* QUOTED PASSAGE

Program Notes

I became acquainted with the folk song Arrirang (pronounced “AH-dee-dong”) while serving in Seoul, Korea in the Eighth U.S. Army Band in 1958-59. The tune is not as simple as it sounds, and my fascination with it during the intervening years led to its eventual use as the theme for this set of variations.The work is in six sections--the opening pentatonic theme stated by the clarinets followed by five distinct variations. The first variation features temple blocks and woodwinds. Variation two is quiet and serene with the original melody, now inverted, played by the oboe. The third variation is a fast march, the fourth is broad and solemn, and the fifth is more involved with various sections of the band playing one of the two phrases heard in the opening theme. (WGM)
The Concord Band commissioned James Curnow to compose Welsh Variants in 1988. The composer conducted the premier performance of this work in Concord on October 22nd, 1988. This single-movement work is based on the Welsh folk song "Suo Gan". Following an energetic opening section, the main theme is stated by the oboe in an andante section. Four variations of this theme then follow, ending with a majestic final statement using all of the forces of the band. (WGM)
We decided on a composer, only hoping he would agree for the small fee we had. Norman Dello Joio, probably the most prestigious composer who has ever written for us, agreed to do the commission but stipulated it would be a piece he had used as background music for a comedy by Aristophanes. Dello Joio's Satiric Dances was published shortly after the premier performance, and it has been one of the best selling and most performed band pieces for the last twenty years. Our first contact with the piece was from the publisher's manuscript, which had been incorrectly transposed. The corrected parts arrived shortly in Dello Joio's own hand!
At the time of commission Dello Joio was Dean of Boston University's School for the Arts. He took a special interest in the commission and came to band rehearsals to offer suggestions on the performance. Dello Joio and his family brought a picnic supper to Minuteman National Park the night of the scheduled premier, but it poured that night. The next week we all showed up again, including Norman, his family and picnic, and we enjoyed a festive concert. In his note to me after the performance he said he "...was proud to be a member of the Concord Band family." (WMT)




Dichotomy...Impressions of Kerouac is a work for winds and percussion inspired by impressions of American writer and poet, Jack Kerouac. The piece is intended to be a non-verbal musical interpretation of a man who inspired a generation. The idea of a dichotomy, or the two sides of the man, was spurred by the apparent coexistence of the radical and the traditional in Kerouac’s writings and life. From the extraordinarily structured environment and mores of immigrant French-Canadian Catholic beginnings, to the almost surreal rebellious wanderings and amoral experimentation of the "beat generation."Incorporated in this musical interpretation are elements of chance music or free improvisation within a highly structured musical form; the use of traditional/highly consonant folk melodies juxtaposed amongst dissonant experimental musical ideas ... all revealing contrasting moods and emotions much like the composer's overriding impression of the man who once described himself as a "strange, solitary, crazy Catholic Mystic," Jack Kerouac.

* STORED ROWS
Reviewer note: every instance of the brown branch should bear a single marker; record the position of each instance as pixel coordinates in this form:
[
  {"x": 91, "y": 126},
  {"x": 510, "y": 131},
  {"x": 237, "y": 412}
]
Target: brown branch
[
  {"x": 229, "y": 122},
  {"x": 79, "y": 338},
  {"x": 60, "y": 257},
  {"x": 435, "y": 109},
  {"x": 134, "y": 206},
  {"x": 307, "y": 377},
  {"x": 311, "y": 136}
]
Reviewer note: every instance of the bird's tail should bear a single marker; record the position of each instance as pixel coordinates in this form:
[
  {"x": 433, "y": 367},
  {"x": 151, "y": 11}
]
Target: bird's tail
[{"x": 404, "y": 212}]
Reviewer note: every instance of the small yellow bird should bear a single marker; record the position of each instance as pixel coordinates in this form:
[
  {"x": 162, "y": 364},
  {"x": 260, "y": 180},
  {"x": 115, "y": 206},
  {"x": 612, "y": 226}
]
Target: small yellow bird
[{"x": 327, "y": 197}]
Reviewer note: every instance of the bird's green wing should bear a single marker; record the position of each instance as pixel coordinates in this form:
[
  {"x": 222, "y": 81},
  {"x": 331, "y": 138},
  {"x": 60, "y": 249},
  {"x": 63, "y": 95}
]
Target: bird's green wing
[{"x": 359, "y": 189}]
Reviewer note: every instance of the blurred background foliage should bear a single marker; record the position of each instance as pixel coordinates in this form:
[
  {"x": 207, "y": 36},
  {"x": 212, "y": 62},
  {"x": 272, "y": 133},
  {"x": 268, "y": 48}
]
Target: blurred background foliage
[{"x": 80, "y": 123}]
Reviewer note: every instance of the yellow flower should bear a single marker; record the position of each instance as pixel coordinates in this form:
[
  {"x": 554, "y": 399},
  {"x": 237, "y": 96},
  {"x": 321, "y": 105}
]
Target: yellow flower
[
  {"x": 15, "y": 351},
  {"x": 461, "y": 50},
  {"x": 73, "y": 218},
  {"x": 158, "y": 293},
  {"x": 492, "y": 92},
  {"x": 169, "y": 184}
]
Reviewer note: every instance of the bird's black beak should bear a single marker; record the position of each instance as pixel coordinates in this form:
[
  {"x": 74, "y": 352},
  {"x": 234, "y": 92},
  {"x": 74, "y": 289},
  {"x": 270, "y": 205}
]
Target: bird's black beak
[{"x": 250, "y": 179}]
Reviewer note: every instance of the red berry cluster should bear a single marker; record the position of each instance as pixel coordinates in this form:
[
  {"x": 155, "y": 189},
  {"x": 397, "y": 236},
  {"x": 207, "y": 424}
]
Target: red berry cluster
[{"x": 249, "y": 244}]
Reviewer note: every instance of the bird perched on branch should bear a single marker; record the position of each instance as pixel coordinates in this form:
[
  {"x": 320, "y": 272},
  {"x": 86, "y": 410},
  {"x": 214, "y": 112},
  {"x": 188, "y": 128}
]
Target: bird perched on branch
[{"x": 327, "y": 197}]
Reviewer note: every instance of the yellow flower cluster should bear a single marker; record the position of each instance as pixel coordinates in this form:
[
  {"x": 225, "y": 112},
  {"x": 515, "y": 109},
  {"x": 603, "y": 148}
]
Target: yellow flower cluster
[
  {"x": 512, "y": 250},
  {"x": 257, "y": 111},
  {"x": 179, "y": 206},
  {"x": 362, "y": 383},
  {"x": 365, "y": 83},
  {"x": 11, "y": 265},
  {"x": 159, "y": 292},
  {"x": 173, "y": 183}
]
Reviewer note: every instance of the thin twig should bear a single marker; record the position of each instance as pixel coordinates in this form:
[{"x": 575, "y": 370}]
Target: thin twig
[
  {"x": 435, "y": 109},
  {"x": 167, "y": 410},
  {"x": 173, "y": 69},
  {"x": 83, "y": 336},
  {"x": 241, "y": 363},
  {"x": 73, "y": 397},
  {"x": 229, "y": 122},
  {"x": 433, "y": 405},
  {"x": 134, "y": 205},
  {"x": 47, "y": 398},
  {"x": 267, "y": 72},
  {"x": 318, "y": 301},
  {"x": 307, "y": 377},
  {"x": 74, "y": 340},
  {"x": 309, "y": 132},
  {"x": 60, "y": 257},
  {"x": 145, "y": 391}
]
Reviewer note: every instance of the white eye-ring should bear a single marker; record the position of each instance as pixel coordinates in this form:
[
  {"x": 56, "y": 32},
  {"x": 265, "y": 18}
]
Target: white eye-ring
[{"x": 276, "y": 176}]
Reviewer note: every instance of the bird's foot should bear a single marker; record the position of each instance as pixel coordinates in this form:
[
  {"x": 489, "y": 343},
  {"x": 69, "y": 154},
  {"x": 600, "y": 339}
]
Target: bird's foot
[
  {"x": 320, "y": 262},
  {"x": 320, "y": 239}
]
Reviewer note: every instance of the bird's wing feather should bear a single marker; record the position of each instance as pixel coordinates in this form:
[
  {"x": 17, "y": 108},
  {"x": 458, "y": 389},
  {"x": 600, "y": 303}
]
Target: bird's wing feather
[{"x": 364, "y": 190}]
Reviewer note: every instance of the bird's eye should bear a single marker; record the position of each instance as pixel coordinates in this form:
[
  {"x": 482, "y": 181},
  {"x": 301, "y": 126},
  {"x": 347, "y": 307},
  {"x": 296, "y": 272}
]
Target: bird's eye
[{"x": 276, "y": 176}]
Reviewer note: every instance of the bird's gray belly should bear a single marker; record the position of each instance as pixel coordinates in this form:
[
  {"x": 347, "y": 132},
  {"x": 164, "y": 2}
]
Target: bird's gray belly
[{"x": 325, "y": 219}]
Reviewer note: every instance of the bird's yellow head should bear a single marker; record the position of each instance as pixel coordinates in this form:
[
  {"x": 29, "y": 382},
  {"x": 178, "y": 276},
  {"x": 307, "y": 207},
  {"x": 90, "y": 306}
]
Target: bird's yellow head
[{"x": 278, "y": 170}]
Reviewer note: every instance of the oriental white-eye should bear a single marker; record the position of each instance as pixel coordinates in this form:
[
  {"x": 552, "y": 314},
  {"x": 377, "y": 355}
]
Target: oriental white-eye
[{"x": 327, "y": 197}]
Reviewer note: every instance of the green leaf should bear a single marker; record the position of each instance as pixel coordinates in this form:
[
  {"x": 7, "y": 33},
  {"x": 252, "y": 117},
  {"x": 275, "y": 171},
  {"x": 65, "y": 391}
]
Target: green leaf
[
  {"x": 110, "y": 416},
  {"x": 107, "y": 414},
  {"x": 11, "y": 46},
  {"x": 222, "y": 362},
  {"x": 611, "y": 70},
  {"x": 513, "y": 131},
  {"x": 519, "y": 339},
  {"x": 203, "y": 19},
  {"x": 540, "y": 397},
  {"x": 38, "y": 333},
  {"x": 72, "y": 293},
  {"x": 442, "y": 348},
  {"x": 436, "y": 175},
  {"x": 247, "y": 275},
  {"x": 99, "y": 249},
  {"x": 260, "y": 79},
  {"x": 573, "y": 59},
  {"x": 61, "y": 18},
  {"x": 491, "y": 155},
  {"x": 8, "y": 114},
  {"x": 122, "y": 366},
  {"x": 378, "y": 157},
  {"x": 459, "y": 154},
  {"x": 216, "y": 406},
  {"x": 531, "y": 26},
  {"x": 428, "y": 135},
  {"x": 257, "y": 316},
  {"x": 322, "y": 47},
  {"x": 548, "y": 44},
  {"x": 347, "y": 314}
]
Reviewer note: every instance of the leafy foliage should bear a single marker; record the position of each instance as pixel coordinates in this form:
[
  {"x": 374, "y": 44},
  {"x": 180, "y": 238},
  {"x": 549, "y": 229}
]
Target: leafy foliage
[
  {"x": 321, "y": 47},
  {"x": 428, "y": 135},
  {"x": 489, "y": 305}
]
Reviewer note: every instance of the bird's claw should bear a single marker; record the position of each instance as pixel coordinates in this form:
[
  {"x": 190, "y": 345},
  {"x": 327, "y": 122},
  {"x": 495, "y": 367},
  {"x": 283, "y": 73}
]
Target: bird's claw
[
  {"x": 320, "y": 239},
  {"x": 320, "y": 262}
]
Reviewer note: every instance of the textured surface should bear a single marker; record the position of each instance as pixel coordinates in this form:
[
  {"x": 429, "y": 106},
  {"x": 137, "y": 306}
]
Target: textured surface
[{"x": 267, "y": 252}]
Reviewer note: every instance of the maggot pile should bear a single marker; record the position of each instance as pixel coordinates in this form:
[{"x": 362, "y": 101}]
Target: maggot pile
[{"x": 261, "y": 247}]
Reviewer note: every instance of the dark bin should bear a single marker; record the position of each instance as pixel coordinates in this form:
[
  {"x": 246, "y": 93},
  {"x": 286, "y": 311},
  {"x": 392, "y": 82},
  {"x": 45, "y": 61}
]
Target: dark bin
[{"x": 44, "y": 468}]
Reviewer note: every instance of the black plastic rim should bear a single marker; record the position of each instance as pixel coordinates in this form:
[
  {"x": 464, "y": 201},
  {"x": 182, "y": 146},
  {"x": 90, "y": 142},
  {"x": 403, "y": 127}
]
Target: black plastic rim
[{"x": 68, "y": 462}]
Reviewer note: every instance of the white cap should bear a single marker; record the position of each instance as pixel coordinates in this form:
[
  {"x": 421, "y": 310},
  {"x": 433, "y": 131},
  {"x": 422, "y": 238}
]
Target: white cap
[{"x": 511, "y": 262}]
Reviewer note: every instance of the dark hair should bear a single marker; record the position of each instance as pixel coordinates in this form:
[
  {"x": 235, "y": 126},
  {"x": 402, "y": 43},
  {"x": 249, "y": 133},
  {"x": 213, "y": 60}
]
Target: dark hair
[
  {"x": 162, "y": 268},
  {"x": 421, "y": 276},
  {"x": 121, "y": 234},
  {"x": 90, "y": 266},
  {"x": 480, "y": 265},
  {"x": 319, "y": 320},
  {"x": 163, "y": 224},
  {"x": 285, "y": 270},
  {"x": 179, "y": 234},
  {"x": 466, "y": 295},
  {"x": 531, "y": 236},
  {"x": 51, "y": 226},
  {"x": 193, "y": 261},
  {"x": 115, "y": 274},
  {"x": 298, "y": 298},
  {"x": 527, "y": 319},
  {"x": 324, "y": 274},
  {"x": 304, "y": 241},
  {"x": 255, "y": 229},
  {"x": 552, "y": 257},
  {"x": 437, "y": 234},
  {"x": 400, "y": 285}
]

* WHAT YOU NEED TO DO
[1] Rewrite the program notes from "I became acquainted" through "opening theme. (WGM)", switching "clarinets" to "flutes".
[2] Carry the band program notes on from the point where they stop.

* RESULTS
[1]
I became acquainted with the folk song Arrirang (pronounced “AH-dee-dong”) while serving in Seoul, Korea in the Eighth U.S. Army Band in 1958-59. The tune is not as simple as it sounds, and my fascination with it during the intervening years led to its eventual use as the theme for this set of variations.The work is in six sections--the opening pentatonic theme stated by the flutes followed by five distinct variations. The first variation features temple blocks and woodwinds. Variation two is quiet and serene with the original melody, now inverted, played by the oboe. The third variation is a fast march, the fourth is broad and solemn, and the fifth is more involved with various sections of the band playing one of the two phrases heard in the opening theme. (WGM)

[2]
The text of the narration:
Ralph Waldo Emerson. Born at Boston, May 25, 1803; died at Concord, April 27, 1882. Teacher, Minister, Poet, Philosopher, Lecturer, and Essayist. In all of these capacities, Emerson is a man committed to the pursuit of “character,” a pursuit of the “genuine man.” The marks of the “genuine man,” he wrote are:
I do not despair of our republic. We are not at the mercy of any waves of chance. Citizens of feudal states are alarmed at our democratic institutions lapsing into anarchy and the older and more cautious among ourselves are learning from Europeans to look with some terror at our turbulent freedom.
It is said that in our license of constructing the Constitution and in the despotism of public opinion, we have no anchor. Fisher Ames expressed the popular security more wisely, when he compared a monarchy and a republic, saying that a monarchy is a merchantman, which sails well, but will sometimes strike on a rock and go to the bottom; whilst a republic is a raft, which would never sink, but then your feet are always in the water.
It is natural to believe in great men. If the companions of our childhood should turn out to be heroes, and their condition regal it would not surprise us. All mythology opens with demigods, and the circumstance is high and poetic; that is, their genius is paramount. In the legends of the Gautama, the first men ate the earth and found it deliciously sweet. Nature seems to exist for the excellent. The world is upheld by the veracity of good men: they make the earth wholesome. They who live with them find life glad and nutritious. Life is sweet and tolerable only in our belief in such a society; and actually or ideally we manage to live with superiors.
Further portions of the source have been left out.